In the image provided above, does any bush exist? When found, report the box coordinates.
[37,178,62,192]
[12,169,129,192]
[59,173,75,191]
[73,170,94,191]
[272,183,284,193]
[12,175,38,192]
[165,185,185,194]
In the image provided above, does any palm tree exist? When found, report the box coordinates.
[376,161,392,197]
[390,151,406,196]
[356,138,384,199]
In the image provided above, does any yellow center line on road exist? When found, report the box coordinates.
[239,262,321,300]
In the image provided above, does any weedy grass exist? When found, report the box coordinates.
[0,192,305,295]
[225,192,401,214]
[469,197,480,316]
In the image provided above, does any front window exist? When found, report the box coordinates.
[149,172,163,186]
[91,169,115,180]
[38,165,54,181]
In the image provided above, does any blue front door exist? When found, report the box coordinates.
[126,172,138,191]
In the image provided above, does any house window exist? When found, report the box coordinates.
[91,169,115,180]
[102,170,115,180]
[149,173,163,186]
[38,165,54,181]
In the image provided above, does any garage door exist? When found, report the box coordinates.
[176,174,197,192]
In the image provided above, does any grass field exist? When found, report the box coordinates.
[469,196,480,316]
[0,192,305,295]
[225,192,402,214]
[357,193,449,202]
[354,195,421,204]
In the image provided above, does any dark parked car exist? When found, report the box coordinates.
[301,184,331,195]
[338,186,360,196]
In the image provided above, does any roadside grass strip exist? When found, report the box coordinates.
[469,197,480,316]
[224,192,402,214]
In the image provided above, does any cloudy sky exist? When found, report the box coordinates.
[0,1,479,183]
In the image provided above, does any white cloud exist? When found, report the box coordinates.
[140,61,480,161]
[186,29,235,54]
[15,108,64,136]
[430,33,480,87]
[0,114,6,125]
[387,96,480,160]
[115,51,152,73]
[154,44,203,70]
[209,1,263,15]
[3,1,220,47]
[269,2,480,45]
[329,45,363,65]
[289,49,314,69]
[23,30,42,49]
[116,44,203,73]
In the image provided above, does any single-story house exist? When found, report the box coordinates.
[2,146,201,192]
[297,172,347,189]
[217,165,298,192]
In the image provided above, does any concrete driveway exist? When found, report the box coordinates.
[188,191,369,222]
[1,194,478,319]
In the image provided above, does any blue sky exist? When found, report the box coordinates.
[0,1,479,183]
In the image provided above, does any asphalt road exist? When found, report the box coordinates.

☆ ☆ ☆ ☆ ☆ ☆ ☆

Write out exactly the lines from the line containing "In the image provided above, does any house" to the end of the listing above, both included, and nothing else.

In the image provided above, does any house window exist? When found, report the box coordinates.
[91,169,115,180]
[102,170,115,180]
[149,173,163,186]
[38,165,54,181]
In the image provided above, does any garage door exist? When found, report the box coordinates.
[176,174,197,192]
In the image provided above, does any grass field exist? When found, report the box coordinates.
[469,196,480,316]
[0,192,305,295]
[225,192,402,214]
[357,193,449,202]
[354,195,421,204]
In the image provided above, does any dark parked car exist? When found, report the box coordinates.
[301,184,331,195]
[338,186,360,196]
In the image provided above, does any roadside grass strip exist? When found, report the box coordinates.
[469,197,480,316]
[224,192,402,214]
In the image provided above, does any cloudy sky exist? When found, report the box coordinates.
[0,1,479,183]
In the image provided above, does any white cloud exist? When found, report the box coordinates.
[140,61,480,161]
[186,29,235,54]
[15,108,64,136]
[430,33,480,87]
[0,114,6,125]
[387,96,480,160]
[115,51,152,73]
[154,44,203,70]
[209,1,263,15]
[3,1,220,47]
[269,2,480,45]
[329,45,363,65]
[289,49,314,69]
[23,30,42,49]
[116,44,203,73]
In the image provided above, does any single-story house exist? When found, report the box coordinates.
[2,146,201,192]
[297,172,347,189]
[217,165,298,192]
In the image provided above, does any concrete driveway exist? When found, report the box coordinates.
[188,191,369,222]
[1,194,478,319]
In the image provided above, does any blue sky exist? When found, report the box coordinates.
[0,1,479,183]
In the image provided above, does any asphalt road exist? When found, report the box coordinates.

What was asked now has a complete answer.